While the public can judge chief prosecutors on the cases that they do not and do pursue (and the resources that they use to pursue them,
For the public defender...the voters' authority extends only to the general resource levels they will provide (choosing from the range of funding options allowed under the constitution or other sources of law) and the organizational choices of the leadership. They cannot properly punish the public defender for the means employed to defend a client in a particular case. The adversarial system directs all the benefits of the lawyer's zealous representation to the client, not to the people who pay for the lawyer.
Electing public defenders is also inferior because there are excellent alternative methods of constraining their choices ex ante. The external constraints on public defenders are vibrant even without input from voters. The limited availability of effective defenses built into the criminal code combined with overall funding limits both profoundly shape the work of public defenders. Traditional conceptions of the objectives of criminal defense, conveyed through legal education and professional ethics standards, also promote a regular level of quality in representation. With restraints like these on public defenders, input from voters would be gilding the lily.
By contrast, the external constraints on prosecutor choices are anemic. Criminal codes offer broad and deep options, and judges generally do not second-guess the charge selections of the prosecutors. Election campaigns, however flawed they might be as a signal about public priorities, remain one of the more meaningful external influences on prosecutor decisions. Bureaucratic traditions in other countries might deliver the regularity and reasoned decisions that we expect from prosecutors who operate within the rule of law, but elections still hold an important place in the toolbox of democracy in the United States.
Why do we elect some of the major actors in the criminal justice system but not others? And what do those choices tell us about the roles that these actors play in the system? Professor Wright's article goes a long way toward answering those questions, and I strongly recommend it to readers. I asked Professor Wright what led him to write the article, and he responded:
I wrote the article for a few reasons. For one thing, I just stumbled across the fact that Tennessee Public Defenders are elected, and it struck me as a bizarre and counterintuitive way to organize the delivery of defense services. I wanted to learn more about why state leaders would choose this method of delivery, and to explore its effects. In short, simply curiosity about a random discovery first got me involved in the research.
Second, this piece fits into a broader project in my research. I have done some work lately on prosecutor elections, so the comparison to the election of public defenders would, I thought, be instructive. My recent work on comparative prosecutorial services highlights how strange the election of criminal prosecutors seems in a world context. So this larger election project tries to explain the uniquely American answer to the question of how to blend expertise and accountability as we try to deliver criminal justice in a democracy.

**What is required**
Please answer from the text on electing public defenders: in which state did Professor Wright discover that public defenders are elected?

**Data to examine**
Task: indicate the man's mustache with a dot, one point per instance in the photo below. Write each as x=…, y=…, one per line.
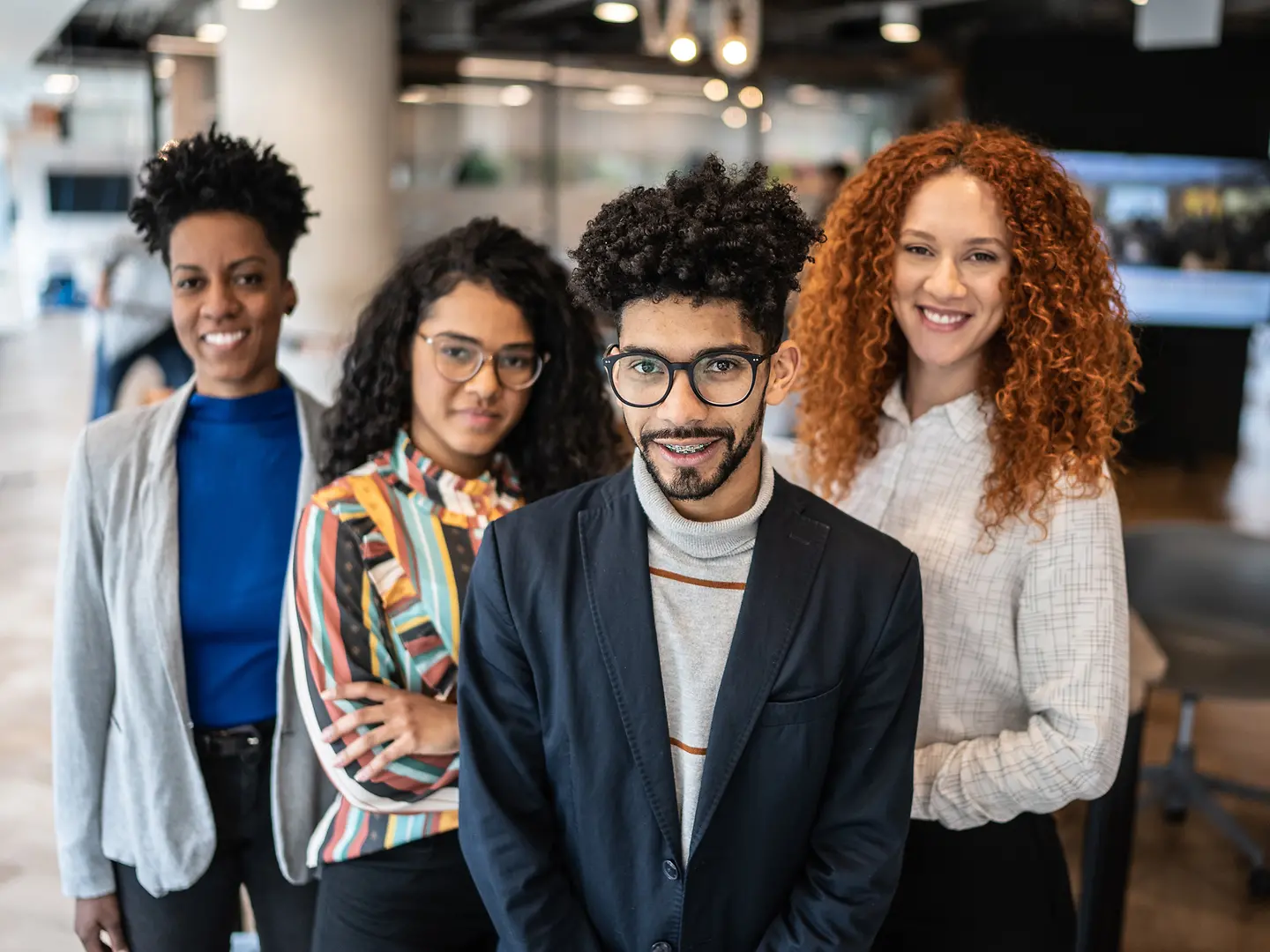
x=700, y=433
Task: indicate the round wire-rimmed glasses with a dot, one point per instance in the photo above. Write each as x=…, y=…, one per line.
x=459, y=360
x=718, y=377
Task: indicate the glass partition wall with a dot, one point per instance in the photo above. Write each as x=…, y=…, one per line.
x=544, y=147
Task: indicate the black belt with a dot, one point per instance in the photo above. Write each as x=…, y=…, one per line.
x=234, y=741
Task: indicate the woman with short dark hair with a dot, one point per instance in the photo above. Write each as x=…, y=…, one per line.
x=175, y=735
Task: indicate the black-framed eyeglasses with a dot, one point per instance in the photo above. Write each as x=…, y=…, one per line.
x=718, y=377
x=459, y=360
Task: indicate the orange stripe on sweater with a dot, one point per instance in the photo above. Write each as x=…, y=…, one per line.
x=703, y=583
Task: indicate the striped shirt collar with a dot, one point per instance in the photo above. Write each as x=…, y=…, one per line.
x=409, y=465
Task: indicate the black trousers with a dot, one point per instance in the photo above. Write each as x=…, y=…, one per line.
x=1001, y=888
x=415, y=897
x=1109, y=852
x=204, y=917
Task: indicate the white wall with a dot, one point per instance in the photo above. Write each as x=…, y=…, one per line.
x=109, y=133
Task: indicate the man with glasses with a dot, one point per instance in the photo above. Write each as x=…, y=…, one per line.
x=690, y=691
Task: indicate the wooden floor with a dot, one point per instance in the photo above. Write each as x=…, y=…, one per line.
x=1188, y=886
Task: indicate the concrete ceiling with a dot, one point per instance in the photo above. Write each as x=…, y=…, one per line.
x=28, y=26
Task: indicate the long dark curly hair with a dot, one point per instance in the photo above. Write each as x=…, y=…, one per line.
x=568, y=433
x=707, y=235
x=1062, y=369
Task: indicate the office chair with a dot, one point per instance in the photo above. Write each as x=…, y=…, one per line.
x=1204, y=593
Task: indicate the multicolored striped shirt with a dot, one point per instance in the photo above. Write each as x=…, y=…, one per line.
x=383, y=559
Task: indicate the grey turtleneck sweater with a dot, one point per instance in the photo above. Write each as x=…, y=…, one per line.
x=698, y=571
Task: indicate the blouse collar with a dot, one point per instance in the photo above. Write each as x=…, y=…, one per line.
x=968, y=415
x=415, y=469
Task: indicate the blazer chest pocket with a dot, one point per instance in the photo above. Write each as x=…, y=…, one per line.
x=778, y=714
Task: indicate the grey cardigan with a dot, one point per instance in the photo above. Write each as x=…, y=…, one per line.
x=127, y=786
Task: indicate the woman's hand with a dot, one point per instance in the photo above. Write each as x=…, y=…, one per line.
x=97, y=915
x=409, y=724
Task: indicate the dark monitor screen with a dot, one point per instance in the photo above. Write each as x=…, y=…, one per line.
x=1191, y=235
x=89, y=193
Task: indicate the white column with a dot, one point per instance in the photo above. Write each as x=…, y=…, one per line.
x=319, y=80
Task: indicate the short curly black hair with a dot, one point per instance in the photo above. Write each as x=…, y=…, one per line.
x=568, y=433
x=213, y=172
x=710, y=235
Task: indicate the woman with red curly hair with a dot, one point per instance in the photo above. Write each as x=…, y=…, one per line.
x=969, y=365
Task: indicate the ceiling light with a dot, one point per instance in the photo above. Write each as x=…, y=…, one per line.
x=61, y=84
x=684, y=48
x=211, y=33
x=516, y=95
x=415, y=95
x=900, y=23
x=735, y=51
x=629, y=94
x=616, y=13
x=715, y=90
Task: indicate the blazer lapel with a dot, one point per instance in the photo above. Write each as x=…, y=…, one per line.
x=787, y=556
x=159, y=501
x=615, y=562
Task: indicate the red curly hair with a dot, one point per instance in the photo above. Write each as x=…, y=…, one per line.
x=1061, y=371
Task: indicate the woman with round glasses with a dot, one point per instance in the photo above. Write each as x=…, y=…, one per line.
x=470, y=387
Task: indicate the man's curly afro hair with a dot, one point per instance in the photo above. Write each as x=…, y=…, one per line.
x=216, y=173
x=707, y=235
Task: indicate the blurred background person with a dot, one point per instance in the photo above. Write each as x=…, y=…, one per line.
x=133, y=305
x=470, y=387
x=175, y=729
x=833, y=175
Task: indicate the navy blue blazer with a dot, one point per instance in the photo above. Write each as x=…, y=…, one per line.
x=569, y=818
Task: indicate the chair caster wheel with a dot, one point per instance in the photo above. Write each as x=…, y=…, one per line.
x=1259, y=882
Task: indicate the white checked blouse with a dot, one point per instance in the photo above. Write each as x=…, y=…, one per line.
x=1025, y=692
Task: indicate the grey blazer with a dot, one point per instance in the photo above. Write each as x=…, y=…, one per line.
x=127, y=786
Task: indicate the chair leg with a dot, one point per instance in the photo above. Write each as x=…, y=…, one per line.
x=1206, y=804
x=1175, y=793
x=1244, y=791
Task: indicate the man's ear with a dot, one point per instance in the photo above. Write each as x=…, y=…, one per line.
x=785, y=366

**Finished task**
Tennessee